DATA IN THIS EXERCISE =
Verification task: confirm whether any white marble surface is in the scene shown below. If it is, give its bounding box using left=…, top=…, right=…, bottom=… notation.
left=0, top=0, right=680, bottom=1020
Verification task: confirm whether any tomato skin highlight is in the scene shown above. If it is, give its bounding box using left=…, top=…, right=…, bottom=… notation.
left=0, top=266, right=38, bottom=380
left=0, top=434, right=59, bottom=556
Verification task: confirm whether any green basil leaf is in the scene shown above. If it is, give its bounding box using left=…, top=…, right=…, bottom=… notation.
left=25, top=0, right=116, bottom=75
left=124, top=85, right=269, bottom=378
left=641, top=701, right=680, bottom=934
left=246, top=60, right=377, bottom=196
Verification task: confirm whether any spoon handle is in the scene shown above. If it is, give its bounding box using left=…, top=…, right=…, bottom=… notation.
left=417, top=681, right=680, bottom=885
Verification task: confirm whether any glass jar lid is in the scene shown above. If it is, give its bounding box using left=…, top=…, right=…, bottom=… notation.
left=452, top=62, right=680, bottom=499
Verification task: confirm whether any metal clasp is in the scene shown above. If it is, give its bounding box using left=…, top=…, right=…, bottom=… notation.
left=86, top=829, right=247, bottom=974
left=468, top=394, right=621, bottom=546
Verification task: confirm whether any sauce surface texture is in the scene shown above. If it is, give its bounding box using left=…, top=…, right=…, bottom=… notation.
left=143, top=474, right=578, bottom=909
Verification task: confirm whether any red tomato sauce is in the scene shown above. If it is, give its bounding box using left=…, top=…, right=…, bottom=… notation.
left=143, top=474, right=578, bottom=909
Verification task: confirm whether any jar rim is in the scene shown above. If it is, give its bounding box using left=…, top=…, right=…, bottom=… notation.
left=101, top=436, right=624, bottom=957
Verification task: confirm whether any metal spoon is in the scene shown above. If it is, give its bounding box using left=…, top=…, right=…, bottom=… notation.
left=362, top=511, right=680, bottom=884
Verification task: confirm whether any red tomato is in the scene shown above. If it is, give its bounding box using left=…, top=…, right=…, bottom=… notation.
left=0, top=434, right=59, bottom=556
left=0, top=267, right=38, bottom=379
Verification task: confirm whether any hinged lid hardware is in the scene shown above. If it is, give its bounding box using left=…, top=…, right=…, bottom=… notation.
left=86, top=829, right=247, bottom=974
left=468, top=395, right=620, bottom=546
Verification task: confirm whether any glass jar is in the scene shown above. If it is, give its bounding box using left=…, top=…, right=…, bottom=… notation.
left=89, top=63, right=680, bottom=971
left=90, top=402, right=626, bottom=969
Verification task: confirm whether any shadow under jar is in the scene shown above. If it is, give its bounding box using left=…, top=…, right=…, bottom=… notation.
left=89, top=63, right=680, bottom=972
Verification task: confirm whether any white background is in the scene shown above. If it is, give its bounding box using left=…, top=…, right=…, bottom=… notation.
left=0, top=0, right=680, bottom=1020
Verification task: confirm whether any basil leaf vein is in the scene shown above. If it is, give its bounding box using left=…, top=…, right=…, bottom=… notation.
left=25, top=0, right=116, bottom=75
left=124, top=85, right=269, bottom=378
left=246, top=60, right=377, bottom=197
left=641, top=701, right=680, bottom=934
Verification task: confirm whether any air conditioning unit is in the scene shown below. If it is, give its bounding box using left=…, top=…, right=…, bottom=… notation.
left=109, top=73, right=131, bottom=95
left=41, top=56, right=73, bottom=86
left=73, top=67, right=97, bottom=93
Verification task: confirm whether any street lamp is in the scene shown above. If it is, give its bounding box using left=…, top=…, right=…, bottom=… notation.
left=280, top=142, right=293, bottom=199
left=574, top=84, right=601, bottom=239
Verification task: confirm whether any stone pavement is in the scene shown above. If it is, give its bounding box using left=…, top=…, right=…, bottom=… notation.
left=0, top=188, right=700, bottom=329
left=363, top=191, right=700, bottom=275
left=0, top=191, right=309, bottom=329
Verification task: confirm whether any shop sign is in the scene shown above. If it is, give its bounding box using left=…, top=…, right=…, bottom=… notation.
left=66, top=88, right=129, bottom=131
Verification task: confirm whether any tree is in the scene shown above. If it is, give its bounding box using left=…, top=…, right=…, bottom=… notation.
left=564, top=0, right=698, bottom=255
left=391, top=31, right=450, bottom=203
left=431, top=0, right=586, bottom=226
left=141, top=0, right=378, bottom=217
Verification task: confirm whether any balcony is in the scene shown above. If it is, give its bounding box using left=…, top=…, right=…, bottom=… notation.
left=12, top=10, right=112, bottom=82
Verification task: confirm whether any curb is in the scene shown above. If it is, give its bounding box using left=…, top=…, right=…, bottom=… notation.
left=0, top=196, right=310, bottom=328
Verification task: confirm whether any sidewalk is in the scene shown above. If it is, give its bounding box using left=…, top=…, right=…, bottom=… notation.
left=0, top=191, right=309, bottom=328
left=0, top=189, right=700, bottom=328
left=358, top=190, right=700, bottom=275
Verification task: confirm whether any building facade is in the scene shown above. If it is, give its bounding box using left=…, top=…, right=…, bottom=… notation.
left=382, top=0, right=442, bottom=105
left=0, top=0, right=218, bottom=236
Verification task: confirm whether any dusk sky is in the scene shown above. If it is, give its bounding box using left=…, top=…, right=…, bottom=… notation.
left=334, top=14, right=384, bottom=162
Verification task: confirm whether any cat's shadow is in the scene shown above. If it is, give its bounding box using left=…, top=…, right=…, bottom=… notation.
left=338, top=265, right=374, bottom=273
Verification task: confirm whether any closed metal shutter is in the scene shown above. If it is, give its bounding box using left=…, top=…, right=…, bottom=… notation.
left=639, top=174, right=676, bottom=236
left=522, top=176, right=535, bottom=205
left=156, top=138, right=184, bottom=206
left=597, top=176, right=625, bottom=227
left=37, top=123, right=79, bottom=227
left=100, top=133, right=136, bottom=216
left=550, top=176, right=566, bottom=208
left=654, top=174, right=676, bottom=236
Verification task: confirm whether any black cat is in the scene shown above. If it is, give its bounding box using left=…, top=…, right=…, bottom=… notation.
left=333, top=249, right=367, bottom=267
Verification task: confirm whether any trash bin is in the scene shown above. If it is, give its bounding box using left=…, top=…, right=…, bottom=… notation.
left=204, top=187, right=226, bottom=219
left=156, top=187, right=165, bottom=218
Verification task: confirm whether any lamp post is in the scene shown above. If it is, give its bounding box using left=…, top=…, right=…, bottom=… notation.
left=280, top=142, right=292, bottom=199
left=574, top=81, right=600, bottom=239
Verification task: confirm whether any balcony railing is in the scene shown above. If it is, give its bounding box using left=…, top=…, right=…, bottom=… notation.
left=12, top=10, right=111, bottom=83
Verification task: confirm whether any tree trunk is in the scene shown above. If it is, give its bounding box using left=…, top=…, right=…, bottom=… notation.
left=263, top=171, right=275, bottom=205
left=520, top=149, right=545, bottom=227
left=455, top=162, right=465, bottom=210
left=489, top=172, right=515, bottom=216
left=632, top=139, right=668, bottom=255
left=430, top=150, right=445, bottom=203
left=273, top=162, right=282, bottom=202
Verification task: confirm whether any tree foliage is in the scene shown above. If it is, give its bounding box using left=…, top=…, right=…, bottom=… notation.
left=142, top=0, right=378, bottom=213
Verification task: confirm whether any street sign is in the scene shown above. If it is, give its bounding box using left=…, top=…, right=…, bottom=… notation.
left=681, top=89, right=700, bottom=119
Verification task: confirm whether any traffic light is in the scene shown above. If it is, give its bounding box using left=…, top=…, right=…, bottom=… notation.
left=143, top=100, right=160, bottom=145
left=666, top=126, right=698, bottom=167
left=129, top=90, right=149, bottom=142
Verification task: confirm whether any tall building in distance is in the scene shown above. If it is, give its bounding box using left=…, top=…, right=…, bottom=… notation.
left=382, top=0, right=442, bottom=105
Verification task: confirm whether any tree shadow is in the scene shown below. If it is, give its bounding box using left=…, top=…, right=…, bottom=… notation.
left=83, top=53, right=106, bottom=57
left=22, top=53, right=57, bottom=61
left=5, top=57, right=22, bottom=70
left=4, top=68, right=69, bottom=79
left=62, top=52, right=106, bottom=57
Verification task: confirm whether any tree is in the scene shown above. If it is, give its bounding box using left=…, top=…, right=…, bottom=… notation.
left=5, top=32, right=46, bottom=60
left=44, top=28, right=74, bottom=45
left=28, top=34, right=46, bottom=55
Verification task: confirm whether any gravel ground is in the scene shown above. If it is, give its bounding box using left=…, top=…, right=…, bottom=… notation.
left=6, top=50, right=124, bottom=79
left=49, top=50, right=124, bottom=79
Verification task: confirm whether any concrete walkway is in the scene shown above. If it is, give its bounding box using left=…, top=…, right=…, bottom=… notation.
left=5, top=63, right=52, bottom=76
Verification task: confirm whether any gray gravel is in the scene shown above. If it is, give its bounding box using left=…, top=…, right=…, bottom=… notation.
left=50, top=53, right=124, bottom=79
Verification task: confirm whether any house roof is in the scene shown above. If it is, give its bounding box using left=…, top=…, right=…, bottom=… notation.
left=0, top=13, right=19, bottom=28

GIVEN EXERCISE =
Please rewrite the records starting with the line that contains "Verification task: confirm whether any hinged" and going on through the line that contains "left=90, top=402, right=626, bottom=969", swapping "hinged lid hardware" for "lid hinge" and leaving everything else unchanged.

TASK RESPONSE =
Verification task: confirm whether any lid hinge is in the scene shown above. If it is, give its bounding box using left=…, top=…, right=…, bottom=… notation.
left=86, top=829, right=247, bottom=974
left=468, top=395, right=620, bottom=546
Verification task: confirm whether any glass jar is in the scene shown above. If it is, give its bounding box using left=…, top=…, right=…, bottom=… notation.
left=89, top=63, right=680, bottom=971
left=90, top=402, right=626, bottom=969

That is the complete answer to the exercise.